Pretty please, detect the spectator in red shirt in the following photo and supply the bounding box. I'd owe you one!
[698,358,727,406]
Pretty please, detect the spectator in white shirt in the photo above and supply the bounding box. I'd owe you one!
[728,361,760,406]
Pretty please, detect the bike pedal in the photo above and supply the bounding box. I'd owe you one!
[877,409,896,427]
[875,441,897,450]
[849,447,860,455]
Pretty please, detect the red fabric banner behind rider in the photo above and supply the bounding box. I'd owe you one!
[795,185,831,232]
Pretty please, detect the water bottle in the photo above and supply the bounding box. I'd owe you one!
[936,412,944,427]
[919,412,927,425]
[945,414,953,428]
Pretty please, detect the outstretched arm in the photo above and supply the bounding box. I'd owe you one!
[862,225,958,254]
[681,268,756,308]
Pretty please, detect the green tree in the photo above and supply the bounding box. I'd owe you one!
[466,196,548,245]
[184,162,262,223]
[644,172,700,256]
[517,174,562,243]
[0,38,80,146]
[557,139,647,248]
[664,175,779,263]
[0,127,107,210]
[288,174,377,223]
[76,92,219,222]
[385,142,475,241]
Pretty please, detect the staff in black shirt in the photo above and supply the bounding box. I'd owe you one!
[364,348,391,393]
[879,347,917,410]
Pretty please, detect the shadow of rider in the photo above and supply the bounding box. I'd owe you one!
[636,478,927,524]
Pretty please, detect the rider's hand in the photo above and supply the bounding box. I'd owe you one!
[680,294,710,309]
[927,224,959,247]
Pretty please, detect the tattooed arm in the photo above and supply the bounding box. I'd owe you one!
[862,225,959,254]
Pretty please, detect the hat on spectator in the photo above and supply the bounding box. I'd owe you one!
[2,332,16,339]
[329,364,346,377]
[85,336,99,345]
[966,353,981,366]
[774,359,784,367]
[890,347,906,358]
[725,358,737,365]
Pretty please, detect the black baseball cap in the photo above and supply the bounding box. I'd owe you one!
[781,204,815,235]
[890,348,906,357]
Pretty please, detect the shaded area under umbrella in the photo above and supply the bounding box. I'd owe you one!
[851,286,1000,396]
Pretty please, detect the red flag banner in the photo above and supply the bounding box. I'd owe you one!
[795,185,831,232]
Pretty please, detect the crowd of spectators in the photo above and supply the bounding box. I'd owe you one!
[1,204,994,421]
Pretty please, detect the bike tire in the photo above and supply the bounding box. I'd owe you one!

## PROBLEM DETAILS
Reproduce the material in full. Keep it identical to the original.

## FINISHED EXERCISE
Pretty please, detect the spectator in red shirt in the following photo and supply the bounding box. I'd owe you one!
[698,358,727,406]
Pretty please, detect the spectator in white shirt in the photo above and supply the bounding box. I'd owe you one!
[728,361,760,406]
Pretty please, detect the bike pedal in the photo above and supply the bounding box. I'd owe you one!
[877,409,896,427]
[875,441,897,450]
[849,447,860,455]
Pretty please, detect the red fabric banner behind rider in the photo above and supply the bounding box. I'd owe you one!
[795,185,831,232]
Pretty please, detect the water bottle in the photo above and supply the bounding box. I'd owe you one!
[936,412,944,427]
[919,412,927,425]
[945,414,953,428]
Pretty please, detect the outstretched arm in the photo above and supply the bounding box. I'd owe you one!
[862,225,958,254]
[681,268,756,308]
Pretty please, detect the green tree in the photo above and supply the bounding box. I'd owe you one!
[466,196,548,245]
[184,162,262,223]
[644,172,700,256]
[517,174,562,243]
[0,38,80,146]
[557,139,647,248]
[664,175,779,263]
[0,127,107,210]
[288,174,377,223]
[76,92,219,222]
[385,142,475,241]
Pretty please, detect the staff in black shirt in the photo above and supply the bounding box. I'd owe you one!
[364,348,391,393]
[879,347,917,410]
Pretty please, detect the shadow of rider in the photo above and supply the bounding box. I'd owe you one!
[636,478,927,524]
Pretty please, detect the rider's hand in the photo above and supply the bounding box. I'd owe you one!
[680,294,710,309]
[927,224,959,247]
Pretty please, detect the tattooed arm in the photo above and supply the bounding box. I'd owe you one!
[862,225,959,254]
Pretty please, detect the hat on spectator in the photo above and supply the bounding box. I'd owe you one!
[2,332,16,339]
[329,364,346,377]
[85,336,99,345]
[966,353,981,366]
[774,359,784,367]
[890,347,906,358]
[725,358,737,365]
Pretty please, detect the black baseball cap in the photo above and supply the bounding box. I'd owe you one!
[781,204,815,235]
[890,348,906,357]
Pretty please, detect the shaded area under umbrella in the photo above and supply the bounding box. I'd owe you one!
[851,286,1000,396]
Pretty please, detect the red flag banner in the photo above and supply the bounding box. I'd owe you one!
[795,185,831,232]
Pretty please, detect the crowd of spectators in the photo above and supply the bounding box. I'd owe you one!
[1,204,994,421]
Pretty please, detect the bike tire in the photo above and supply the bounding box. I'd owe you one!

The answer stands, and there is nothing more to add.